Hakim Aoudia - Publié le

Temps de lecture : 6 minutes

Kind of Blue n’est pas seulement le meilleur album de Miles Davis et l’un des plus grands succès commerciaux de toute l’histoire du jazz, c’est également et surtout, une révolution musicale qui marqua le déclin du Be-Bop et l’aboutissement d’un nouveau courant : le jazz modal.

Le contexte

Commençons par poser le cadre d’un jazz en pleine évolution, au sein duquel Miles Davis ne cesse d’innover et d’imaginer le futur de cette musique :

  • La naissance du cool jazz de 1948 à 1949, dont la richesse des orchestrations, les arrangements soignés et la relative lenteur rompent avec l’urgence du Be-Bop.
  • L’avènement de la troisième vague du jazz moderne : le Hard-Bop de 1949 à 1955.

La genèse

Dans une interview accordée au critique musical Nat Hentoff en 1958, le trompettiste affirme : « L’absence d’accords […] vous donne beaucoup plus de liberté et d’espace pour entendre les choses. Lorsque l’on va dans cette direction, on peut y aller pour toujours. On n’a pas à se soucier des changements et on peut faire plus avec la ligne mélodique. Cela devient un défi pour voir à quel point on peut être innovant dans la mélodie. Il y a moins d’accords mais des possibilités infinies à n’en savoir que faire. »

Il y a dans ces propos toute la volonté de Miles Davis de se libérer des codes, d’être là où on ne l’attend pas ; toujours avec un temps d’avance.

DONNÉES ENREGISTRÉES -
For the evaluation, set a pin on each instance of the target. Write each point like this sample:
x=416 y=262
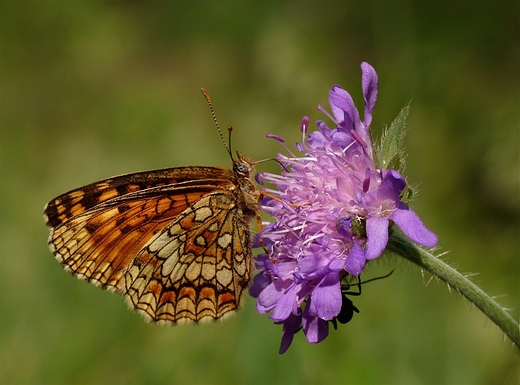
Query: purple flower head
x=332 y=207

TRAVAIL À FAIRE -
1 > Selon le texte sur Kind of Blue, en quelle année Miles Davis a-t-il accordé une interview au critique musical Nat Hentoff ?
2 > Recopiez mot pour mot, s'il vous plaît, le passage du texte sur Kind of Blue qui s'ouvre sur les mots contenant « Le contexte » et se clôt sur « 1949 à 1955. ».

CORRIGÉ DE L'EXERCICE -
1 > En 1958.

2 >
Le contexte

Commençons par poser le cadre d’un jazz en pleine évolution, au sein duquel Miles Davis ne cesse d’innover et d’imaginer le futur de cette musique :

  • La naissance du cool jazz de 1948 à 1949, dont la richesse des orchestrations, les arrangements soignés et la relative lenteur rompent avec l’urgence du Be-Bop.
  • L’avènement de la troisième vague du jazz moderne : le Hard-Bop de 1949 à 1955.